◆ **AIM OF THE TASK**: Repeat the entries below exactly, pictures excluded.

◆ **INPUT MATERIAL**:
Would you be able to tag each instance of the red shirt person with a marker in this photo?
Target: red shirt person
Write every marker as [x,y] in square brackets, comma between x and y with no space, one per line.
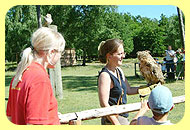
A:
[31,99]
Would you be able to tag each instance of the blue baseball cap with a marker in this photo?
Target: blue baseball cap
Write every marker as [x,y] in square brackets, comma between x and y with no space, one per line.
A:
[160,99]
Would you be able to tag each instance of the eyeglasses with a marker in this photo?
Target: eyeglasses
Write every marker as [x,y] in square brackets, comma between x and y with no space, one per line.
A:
[120,54]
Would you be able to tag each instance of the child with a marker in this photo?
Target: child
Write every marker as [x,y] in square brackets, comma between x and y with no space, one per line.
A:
[160,102]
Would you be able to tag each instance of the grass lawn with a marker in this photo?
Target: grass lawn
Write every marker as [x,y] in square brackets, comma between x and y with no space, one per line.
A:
[80,90]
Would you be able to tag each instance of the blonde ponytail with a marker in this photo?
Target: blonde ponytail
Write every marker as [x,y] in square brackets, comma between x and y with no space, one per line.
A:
[26,60]
[43,39]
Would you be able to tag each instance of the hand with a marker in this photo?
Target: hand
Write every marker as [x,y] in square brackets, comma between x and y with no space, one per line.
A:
[144,106]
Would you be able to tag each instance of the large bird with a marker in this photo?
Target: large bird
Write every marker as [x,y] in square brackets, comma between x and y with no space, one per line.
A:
[47,20]
[149,69]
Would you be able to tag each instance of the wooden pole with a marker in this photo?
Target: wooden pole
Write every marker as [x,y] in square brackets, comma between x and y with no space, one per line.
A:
[106,111]
[182,28]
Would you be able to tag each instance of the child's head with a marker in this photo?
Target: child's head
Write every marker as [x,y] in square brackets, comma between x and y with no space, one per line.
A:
[160,100]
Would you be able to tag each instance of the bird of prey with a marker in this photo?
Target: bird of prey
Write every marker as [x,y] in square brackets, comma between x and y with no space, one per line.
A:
[47,20]
[149,69]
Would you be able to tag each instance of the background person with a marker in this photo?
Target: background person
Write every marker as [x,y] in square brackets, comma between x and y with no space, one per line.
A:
[113,87]
[31,99]
[170,55]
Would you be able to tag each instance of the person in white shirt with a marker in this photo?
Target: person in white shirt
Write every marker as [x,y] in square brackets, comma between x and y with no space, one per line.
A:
[170,55]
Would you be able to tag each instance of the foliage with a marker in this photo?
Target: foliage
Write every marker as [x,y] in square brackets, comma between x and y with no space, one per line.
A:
[85,26]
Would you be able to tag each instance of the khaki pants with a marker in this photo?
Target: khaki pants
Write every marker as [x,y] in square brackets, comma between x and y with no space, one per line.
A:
[122,121]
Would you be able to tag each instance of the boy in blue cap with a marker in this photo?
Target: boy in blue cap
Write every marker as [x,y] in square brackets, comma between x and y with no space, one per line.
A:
[160,102]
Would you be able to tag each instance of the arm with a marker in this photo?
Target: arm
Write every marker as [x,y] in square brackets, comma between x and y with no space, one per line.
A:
[130,90]
[103,92]
[141,112]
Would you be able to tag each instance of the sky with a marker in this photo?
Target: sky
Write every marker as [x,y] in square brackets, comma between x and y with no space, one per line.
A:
[150,11]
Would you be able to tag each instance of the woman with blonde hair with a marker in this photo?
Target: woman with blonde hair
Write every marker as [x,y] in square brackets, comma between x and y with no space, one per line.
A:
[31,99]
[112,84]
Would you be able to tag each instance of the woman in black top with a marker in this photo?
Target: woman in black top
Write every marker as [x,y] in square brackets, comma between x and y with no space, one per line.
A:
[112,84]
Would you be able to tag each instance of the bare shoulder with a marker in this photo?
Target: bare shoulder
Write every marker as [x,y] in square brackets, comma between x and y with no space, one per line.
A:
[123,76]
[104,76]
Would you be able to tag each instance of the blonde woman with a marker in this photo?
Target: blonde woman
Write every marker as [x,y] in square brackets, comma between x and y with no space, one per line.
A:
[112,84]
[31,99]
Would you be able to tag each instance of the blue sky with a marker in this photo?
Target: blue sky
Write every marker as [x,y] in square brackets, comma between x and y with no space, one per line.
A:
[150,11]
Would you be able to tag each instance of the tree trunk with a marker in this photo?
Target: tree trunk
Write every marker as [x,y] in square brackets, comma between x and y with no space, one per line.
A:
[55,75]
[182,29]
[84,58]
[38,16]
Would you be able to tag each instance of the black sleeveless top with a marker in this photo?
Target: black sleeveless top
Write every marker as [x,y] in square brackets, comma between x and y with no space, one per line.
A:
[116,91]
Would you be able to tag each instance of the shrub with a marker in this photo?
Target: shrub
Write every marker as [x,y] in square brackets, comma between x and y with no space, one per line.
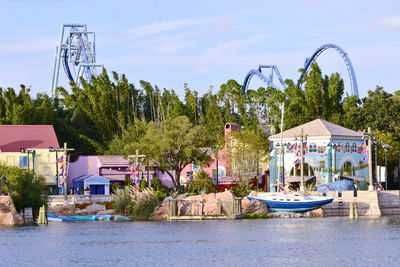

◆ **EXERCISE ANSWER**:
Would you be able to tag each instance of the red shirt person with a marker in this photo?
Target: red shirt person
Write every marker as [x,y] in square brackets, comma between x and y with no space, one per line.
A:
[31,99]
Would you be able to tag each instance of the blue baseball cap with a marker in this photo?
Target: blue baseball cap
Write every marker as [x,y] in square brackets, comma between x and y with no space, one per line.
A:
[160,99]
Would you be able to tag each instance of the eyeglasses with a marker in this photo?
Target: eyeglasses
Write every marker as [x,y] in square brackets, comma between x and y with no space, one per line.
A:
[120,54]
Would you be able to tag each instance of the child with a marker in this photo?
Target: child
Write every marker as [x,y] in square brackets, comma between x and y with no space, one per line.
A:
[160,102]
Would you be able to tag each instance of the grass lawn with a marker in this photo?
Target: grass lawn
Write every marker as [x,y] in square brackets, comma between x and y with no space, one per line.
A:
[80,90]
Would you be able to tag each instance of the blonde ponytail with a marker in this photo?
Target: blonde ponytail
Write every marker as [x,y] in square brackets, comma between x and y with no space, one per line.
A:
[26,60]
[43,39]
Would you be able to tag each instance of the hand with a marker in this photo?
Target: hand
Write every marker as [x,y] in square brackets, comma between x and y with no space, one per line.
A:
[144,106]
Would you be able to tag each instance of the large bird with a marker in this photo?
Target: large bird
Write every marker as [x,y] in square brackets, comma between x and y with no space, one per line.
A:
[47,20]
[149,69]
Would you be able to tag each instance of the wooden pole with a marker in this photo?
Target: wooden pole
Write every marker as [x,y] in square brackets, comma between x and y with no space, one per line.
A:
[106,111]
[182,28]
Would you be able to tag each instance of the child's head with a marker in this photo?
Target: child's head
Write every marker as [x,y] in square brackets, comma between x and y with no space, one per line.
A:
[160,100]
Would you be able to tag each instance of the bird of prey with a marker in this photo?
Target: bird of prey
Write every marker as [x,y] in square brackets, comma between x and y with no space, one per line.
A:
[47,20]
[149,69]
Would you be able to tag each instance of the background person with a marker in this photo?
Target: background person
Write every marker as [x,y] in square brackets, comma between x and y with no space, one per line.
A:
[113,87]
[31,99]
[170,55]
Would you be able to tag each instance of the person in white shirt with a marker in this photo?
Target: person in white shirt
Write every marker as [x,y] in square brackets, comma between x and y with no space, one per line.
A:
[170,55]
Would you be able to tag each instance of the foliage with a marker in this photo?
Target: foliage
Write every marker as [x,y] in square brackets, comma between x and y with no space, one per line.
A:
[85,26]
Would you be able to tag each instance of the khaki pants with a marker in this photo?
Target: khaki pants
Write every marker as [x,y] in square brackets, comma between x and y with no space, one per line.
A:
[122,121]
Would you be able to tag each instance of the boy in blue cap with a marker in this photo?
Target: boy in blue cap
Write every marker as [x,y] in square brackets, comma between x and y with no space, one per line.
A:
[160,102]
Would you be able to tag each instance of the arm with a marker in this photo?
Target: arm
Write every marker as [x,y] in square brackets, comma between x and y with no space, one per line.
A:
[130,90]
[103,92]
[141,112]
Would you be able to tag each instance of the sky with a marker in this photo?
Target: sky
Write every marker as [x,y] in square brackets, comma between x and y with no space, one per line.
A:
[150,11]
Would you be able to tag each instance of the woman with blonde hair with a marker in this photo?
Target: woman with blonde hair
Write every marker as [x,y] in square brackets, comma between x and y with no space, one per line.
A:
[31,99]
[112,84]
Would you be able to tag each instance of the woman in black top with a marker in this photo?
Target: woman in black top
Write every marker as [x,y] in square brackets, comma between x and y with no space, one per line.
A:
[112,84]
Would you be able to tag each instance of the bare shoulder with a marker in this photo?
Target: bare shoulder
Write every marker as [x,y] in square brackets, comma between x and y with no space, one per line.
A:
[123,76]
[104,76]
Would you be able to tag each instance of the blonde woman with a marker in this photo?
Target: blonde woman
Write every marker as [x,y] in square brackets, comma between x and y with no space, one per line.
A:
[112,84]
[31,99]
Would you be able to tag each instance of the blue sky with a marker in this photo?
Target: blue sky
Write every marker as [x,y] in square brackets, comma between x and y with no space, one per line.
A:
[150,11]
Would you be able to tag each instance of the tree trunk with a marker in this photo?
Target: tree trunk
Write every marker as [x,y] in square brackets, comma between x and y with no space, one per line.
A:
[55,75]
[182,29]
[84,58]
[38,16]
Would you be able to tag each instance of the black sleeveless top with a marker in this photo?
Target: black sleeveless top
Write every marker as [x,y] in square brackets, comma between x and y with no space, one per line.
A:
[116,91]
Would you be able to tag each instance of the shrub with a marker in this photo?
Target: shrub
Write every marker as [x,y] in square brackets, comma between x and y with no space, one per line.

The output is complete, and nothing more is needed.